### SELECTED EXCERPT
========

GOTCHA — the regex construction order is not the kind ordinal order. The table is built smem(0), tilespmem(1), spmem(2), hbm(3), sflag(4), tile_execute(7), tile_access(6), .text/.scs(8), GNU-stack(9) — the two .text.tile_* entries store kinds 7 and 6 (note tile_execute=7 is built before tile_access=6), and the catch-all .text entry stores 8. The SectionKind is the entry's int field (written one DWORD ahead of each regex slot: *v8=0, v8[38]=1, … v8[266]=8, v8[304]=9 in the decompile), not its position in the table. A reimplementer who assigns kinds by table index will swap TEC/TAC and mis-tag SCS.

GOTCHA — .text(\.scs.*)?$ is the SCS fallback. Plain .text (no .tile_access / .tile_execute suffix), with or without a .scs* suffix, classifies as SCS (kind 8 — the same value ConsumeProgram routes on, so no 9→8 remap exists). The two tile sections must therefore be tested before the bare-.text regex, which the construction order guarantees (entries 5/6 before entry 7). Any SC text section that is neither tile-access nor tile-execute is SCS by default.

The classifier map and the engine route

SCStreamer::changeSection (0x13b03e20) calls ComputeKind, then EmplaceDecomposables a {SectionKind → ScSection} entry into a flat_hash_map at SCStreamer+0x140, stamping the kind into ScSection+0x20 (= the map slot's +0x28). Under a per-generation flag at SCStreamer+0x240, a TAC(6) → TEC(7) key remap is applied to the map key (cmove).

GhostliteEmitter::ConsumeProgram (0x139ed5e0) walks the ordered SectionKind list at SCStreamer+0x128, crc32-probes the map, and routes on the matched section's engine tag at slot+0x28. The decompiled body uses SSE4.2 crc32 on the key and its triple (_mm_crc32_u64(0, key) and _mm_crc32_u64(…, 3*key)), then default-constructs the matching engine program:

// GhostliteEmitter::ConsumeProgram   // 0x139ed5e0 (engine route)
R8  = _mm_crc32_u64(0, key);
h   = _mm_crc32_u64(*(u16*)(a2+0x148), 3*key) | (R8 << 32);   // flat_hash_map probe
... SSE4.2 group probe (vpcmpeqb / vpmovmskb / tzcnt) → matched slot ...
tag = *(u32*)(slot + 0x28);                                   // engine tag
if (tag == 8) DefaultConstruct<SparseCoreScsProgram>();       // SCS  (seq3)
if (tag == 7) DefaultConstruct<SparseCoreTecProgram>();       // TEC  (seq5)
if (tag == 6) DefaultConstruct<SparseCoreTacProgram>();       // TAC  (seq4)

========

### GIVEN DATA
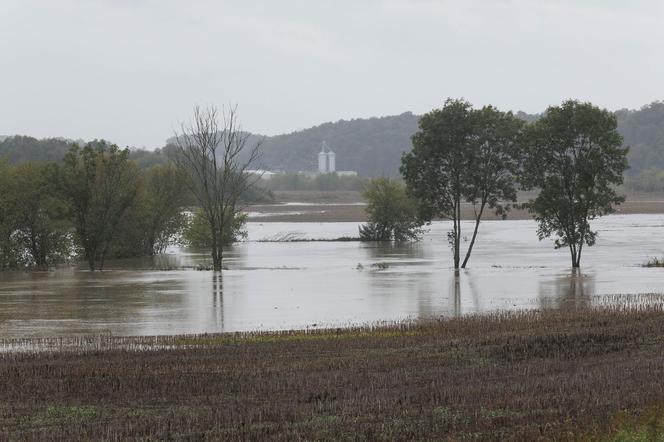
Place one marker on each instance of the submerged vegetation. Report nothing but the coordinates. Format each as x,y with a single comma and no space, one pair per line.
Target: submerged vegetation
573,374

========

### SET TASK A
In the notes on SparseCore section classification, which SectionKind value does a plain .text section with no tile suffix receive?
### SET TASK B
Pick up the notes on SparseCore section classification after their last line and carry them on.

### OUTPUT A
Kind 8 (SCS).

### OUTPUT B
SectionKind (engine tag)Engine program (DefaultConstruct)SeqtypeBundleSource section
6SparseCoreTacProgram (gxc::glc::isa)4 TACSparseCoreTacBundle.text.tile_access
7SparseCoreTecProgram5 TECSparseCoreTecBundle.text.tile_execute
8SparseCoreScsProgram3 SCSSparseCoreScsBundle.text / .text.scs* (regex kind 8)

The crc32 probe and the tag == 7/6/8 dispatch and the gxc::glc::isa::SparseCore{Tec,Tac,Scs}Program default-constructs are confirmed in the ConsumeProgram decompile. ViperfishEmitter::ConsumeProgram (0x13981d20) is identical in shape with the vfc program types.

NOTE — the SCS regex kind and the SCS engine tag are the same value (8); no normalization edge. ComputeKind assigns the .text(\.scs.*)?$ regex SectionKind = 8 (the int stored at v8[266] in the decompile), and ConsumeProgram routes SCS on engine tag 8 — the regex kind feeds the map key directly and matches the route tag with no 9→8 step. Kind 9 is the .note.GNU-stack marker (v8[304]), which is not an SC code section and never reaches a DefaultConstruct. The only key transform changeSection applies is the 6→7 (TAC→TEC) remap under the +0x240 flag. The full regex kind SET is {smem=0, tilespmem=1, spmem=2, hbm=3, sflag=4, tile_access=6, tile_execute=7, .text/.scs=8, GNU-stack=9}; the engine-tag SET is {6=TAC, 7=TEC, 8=SCS}.


The Op Jump Table — Opcode → Proto Op → EmitX

ConsumeScalarAluInstruction<glc::SparseCoreTacBundle> (0x139f09c0)

Once the engine program is built and the OneSlot router has placed a scalar-ALU op into the ScalarAlu slot, this function lowers the op into the slot's SparseCoreScalarAlu proto. It is a single indirect jump on the opcode:

// ConsumeScalarAluInstruction<glc::SparseCoreTacBundle>   // 0x139f09c0
//   args: (printer a2/*MCInst*/, a4, proto a3 /*SparseCoreScalarAlu*/)
opcode = *(u32*)MCInst;                  // DWORD[MCInst]
idx    = opcode - 0x222;                 // jt base 0x222
if ((unsigned)idx > 0x6e)                // bound 0x6e (111 entries)
    goto OUT_OF_BLOCK;
switch jt[idx]:                          // jt @0xae8db28, 111×int32 rel offsets, 37 in-table arms
   ... per-arm: select SparseCoreScalarAlu oneof + EmitX template ...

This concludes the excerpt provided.